Esercizio scritto A:
Riscrivi il passo del testo sui fondi di coesione che comincia con le parole "Nel Mezzogiorno la" e termina dopo "Sicilia dovesse saltare).", sostituendo "governo centrale" con "esecutivo nazionale".

Testo proposto:
__________________________________________________

Nel Mezzogiorno la Calabria è la seconda dopo l’Abruzzo ma con un importo “concordato” con il governo centrale di assoluto rilievo, 2,2 miliardi dell’Fsc nei quali, oltre agli interventi in materia di infrastrutture, gestione idrica, beni culturali, ambiente e dissesto idrogeologico, sono compresi anche i 300 milioni da destinare alla realizzazione del Ponte sullo Stretto (soldi, questi ultimi, riutilizzabili per altre finalità nel caso in cui il progetto di collegamento stabile tra Calabria e Sicilia dovesse saltare).

Gli Accordi, peraltro, diventeranno ben presto undici perché la trattativa preliminare tra Palazzo Chigi e la Basilicata è ormai conclusa e la firma tra la premier e il governatore Vito Bardi dovrebbe arrivare nei prossimi giorni, così come l’intesa con il Molise. Non c’è ancora la firma per la Sicilia, sebbene l’intesa politica con il governatore Renato Schifani sia stata raggiunta giacché quattro giorni fa la premier lo ha annunciato, mentre per la Sardegna i tempi slitteranno inevitabilmente a dopo il voto regionale previsto per il 25 febbraio prossimo. In ogni caso al momento è proprio al Sud, a partire da Campania e Puglia, che si registrano le incertezze maggiori, aggravate dal fatto che la quota maggiore di risorse del Fondo sviluppo e coesione è destinata, come detto, proprio a quest’area. Finora infatti i “patti”, introdotti dalla Legge Fitto (come ormai viene chiamato il Decreto Sud promosso e difeso a spada tratta dal ministro del Pnrr, del Sud, delle Politiche di Coesione e degli Affari europei) sono stati sottoscritti soprattutto dalle Regioni del Nord e del Centro, quasi tutte a maggioranza di centrodestra. E cioè Liguria, Piemonte, Valle d’Aosta, Veneto, Lombardia, Emilia-Romagna, Lazio, Marche e Abruzzo.

__________________________________________________

Materiale:

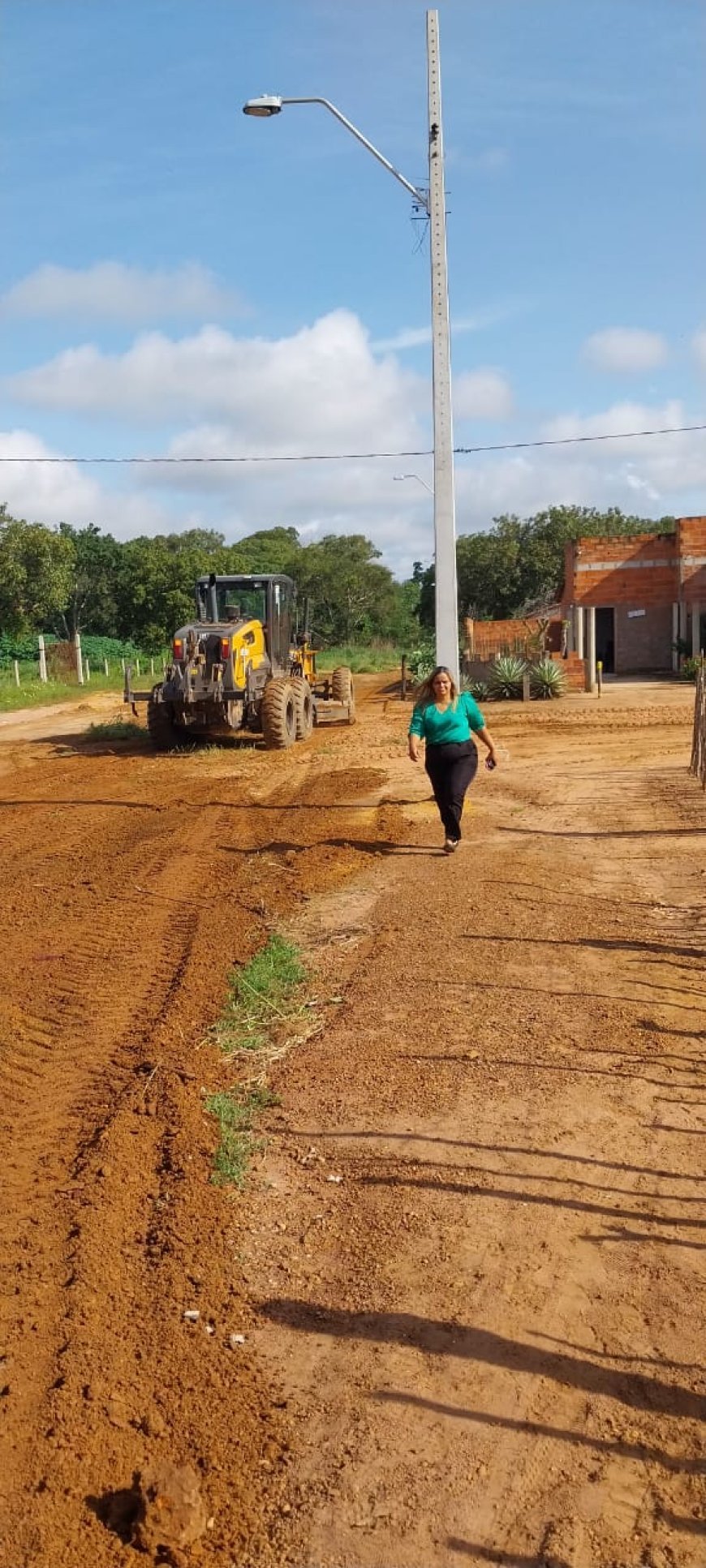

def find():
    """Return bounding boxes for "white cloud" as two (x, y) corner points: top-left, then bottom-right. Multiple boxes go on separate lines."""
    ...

(0, 430), (170, 539)
(0, 311), (706, 574)
(582, 326), (669, 375)
(454, 370), (513, 420)
(10, 311), (428, 453)
(0, 262), (245, 324)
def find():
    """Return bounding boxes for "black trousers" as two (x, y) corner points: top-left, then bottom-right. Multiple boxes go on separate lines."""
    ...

(424, 740), (479, 839)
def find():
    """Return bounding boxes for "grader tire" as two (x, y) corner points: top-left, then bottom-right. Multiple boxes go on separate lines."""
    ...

(148, 685), (183, 751)
(292, 679), (314, 740)
(331, 665), (356, 724)
(260, 681), (296, 751)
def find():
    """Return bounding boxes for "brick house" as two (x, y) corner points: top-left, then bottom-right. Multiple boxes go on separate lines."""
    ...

(562, 518), (706, 674)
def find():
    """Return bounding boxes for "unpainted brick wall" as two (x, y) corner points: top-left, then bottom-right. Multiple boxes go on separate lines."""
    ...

(565, 533), (679, 607)
(615, 604), (671, 676)
(676, 518), (706, 608)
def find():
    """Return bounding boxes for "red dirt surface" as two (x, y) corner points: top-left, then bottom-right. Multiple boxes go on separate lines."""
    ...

(0, 679), (706, 1568)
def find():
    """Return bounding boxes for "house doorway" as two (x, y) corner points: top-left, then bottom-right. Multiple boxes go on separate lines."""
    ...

(596, 608), (615, 676)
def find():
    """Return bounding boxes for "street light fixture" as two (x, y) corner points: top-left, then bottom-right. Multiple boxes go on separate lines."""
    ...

(243, 11), (458, 684)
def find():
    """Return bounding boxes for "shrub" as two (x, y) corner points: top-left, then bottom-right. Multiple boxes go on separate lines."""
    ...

(488, 654), (527, 701)
(530, 655), (566, 701)
(461, 681), (489, 702)
(407, 642), (436, 685)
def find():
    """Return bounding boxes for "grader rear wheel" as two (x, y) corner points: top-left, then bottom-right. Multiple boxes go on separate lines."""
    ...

(260, 681), (296, 751)
(331, 665), (356, 724)
(292, 679), (314, 740)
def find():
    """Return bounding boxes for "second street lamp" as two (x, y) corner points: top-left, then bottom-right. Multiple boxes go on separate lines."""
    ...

(243, 11), (458, 685)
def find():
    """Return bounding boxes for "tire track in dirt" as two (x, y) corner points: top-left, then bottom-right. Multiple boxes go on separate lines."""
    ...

(0, 689), (411, 1568)
(238, 716), (706, 1568)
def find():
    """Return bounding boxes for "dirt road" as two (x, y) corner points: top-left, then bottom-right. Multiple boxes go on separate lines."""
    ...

(0, 681), (706, 1568)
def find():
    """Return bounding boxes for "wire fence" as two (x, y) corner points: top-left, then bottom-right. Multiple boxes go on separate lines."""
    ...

(689, 657), (706, 790)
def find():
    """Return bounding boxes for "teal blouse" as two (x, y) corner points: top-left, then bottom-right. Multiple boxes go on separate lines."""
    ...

(410, 691), (484, 746)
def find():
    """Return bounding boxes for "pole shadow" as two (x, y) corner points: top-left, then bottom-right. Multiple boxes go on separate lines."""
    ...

(260, 1299), (706, 1420)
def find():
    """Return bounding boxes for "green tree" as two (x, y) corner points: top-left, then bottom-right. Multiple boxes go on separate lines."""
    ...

(0, 505), (74, 634)
(296, 533), (395, 643)
(234, 528), (301, 578)
(57, 522), (121, 638)
(419, 506), (674, 627)
(114, 528), (243, 652)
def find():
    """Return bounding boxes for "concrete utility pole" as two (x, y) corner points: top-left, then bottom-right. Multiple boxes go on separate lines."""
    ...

(427, 11), (458, 685)
(243, 11), (458, 684)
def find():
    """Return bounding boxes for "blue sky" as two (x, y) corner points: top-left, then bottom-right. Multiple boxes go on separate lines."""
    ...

(0, 0), (706, 573)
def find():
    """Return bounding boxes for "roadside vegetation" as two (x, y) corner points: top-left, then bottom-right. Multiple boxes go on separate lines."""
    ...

(204, 933), (310, 1187)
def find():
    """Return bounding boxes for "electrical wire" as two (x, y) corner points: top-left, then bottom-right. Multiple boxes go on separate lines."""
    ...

(0, 422), (706, 466)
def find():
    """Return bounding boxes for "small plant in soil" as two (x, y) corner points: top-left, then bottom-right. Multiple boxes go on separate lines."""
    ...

(84, 718), (148, 741)
(461, 679), (489, 702)
(530, 657), (566, 701)
(488, 654), (527, 701)
(215, 931), (306, 1055)
(204, 931), (306, 1187)
(205, 1087), (278, 1187)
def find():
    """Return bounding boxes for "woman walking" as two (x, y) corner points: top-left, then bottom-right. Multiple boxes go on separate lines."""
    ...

(410, 665), (497, 854)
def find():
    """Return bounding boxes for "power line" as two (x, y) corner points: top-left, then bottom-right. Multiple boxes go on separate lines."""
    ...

(0, 423), (706, 466)
(454, 423), (706, 453)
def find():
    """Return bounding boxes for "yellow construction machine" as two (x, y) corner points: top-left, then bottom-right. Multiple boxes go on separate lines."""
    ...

(124, 573), (355, 751)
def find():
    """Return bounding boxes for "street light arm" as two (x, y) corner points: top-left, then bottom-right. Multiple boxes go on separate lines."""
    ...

(281, 97), (428, 217)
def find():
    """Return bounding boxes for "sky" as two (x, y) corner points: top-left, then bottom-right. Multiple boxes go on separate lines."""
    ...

(0, 0), (706, 575)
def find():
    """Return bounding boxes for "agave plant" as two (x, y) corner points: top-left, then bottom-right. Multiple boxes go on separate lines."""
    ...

(488, 654), (527, 699)
(530, 655), (566, 701)
(461, 681), (489, 702)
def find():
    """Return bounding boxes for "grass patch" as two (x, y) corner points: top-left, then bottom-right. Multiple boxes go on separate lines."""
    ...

(317, 643), (402, 676)
(205, 1089), (278, 1188)
(204, 931), (306, 1187)
(0, 665), (123, 714)
(213, 931), (306, 1055)
(86, 718), (148, 740)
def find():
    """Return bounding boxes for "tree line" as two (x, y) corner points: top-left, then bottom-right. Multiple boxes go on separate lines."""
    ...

(0, 505), (674, 652)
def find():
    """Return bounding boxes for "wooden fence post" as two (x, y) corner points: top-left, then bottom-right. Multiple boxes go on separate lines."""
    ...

(689, 659), (706, 790)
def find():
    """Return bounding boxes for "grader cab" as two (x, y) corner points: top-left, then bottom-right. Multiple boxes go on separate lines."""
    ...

(124, 573), (355, 751)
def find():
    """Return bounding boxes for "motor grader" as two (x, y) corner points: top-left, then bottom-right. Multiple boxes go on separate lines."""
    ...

(124, 573), (355, 751)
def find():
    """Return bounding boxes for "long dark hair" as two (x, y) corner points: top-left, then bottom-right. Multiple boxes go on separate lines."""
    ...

(414, 665), (458, 707)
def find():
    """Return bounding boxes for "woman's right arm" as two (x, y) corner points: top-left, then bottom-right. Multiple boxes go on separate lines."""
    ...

(407, 707), (424, 762)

__________________________________________________

Esercizio scritto B:
Mostra ogni riga dell'elenco in cui compare la parola "house".

Risposta corretta A:
Nel Mezzogiorno la Calabria è la seconda dopo l’Abruzzo ma con un importo “concordato” con il esecutivo nazionale di assoluto rilievo, 2,2 miliardi dell’Fsc nei quali, oltre agli interventi in materia di infrastrutture, gestione idrica, beni culturali, ambiente e dissesto idrogeologico, sono compresi anche i 300 milioni da destinare alla realizzazione del Ponte sullo Stretto (soldi, questi ultimi, riutilizzabili per altre finalità nel caso in cui il progetto di collegamento stabile tra Calabria e Sicilia dovesse saltare).

Risposta corretta B:
    """Return bounding boxes for "brick house" as two (x, y) corner points: top-left, then bottom-right. Multiple boxes go on separate lines."""
    """Return bounding boxes for "house doorway" as two (x, y) corner points: top-left, then bottom-right. Multiple boxes go on separate lines."""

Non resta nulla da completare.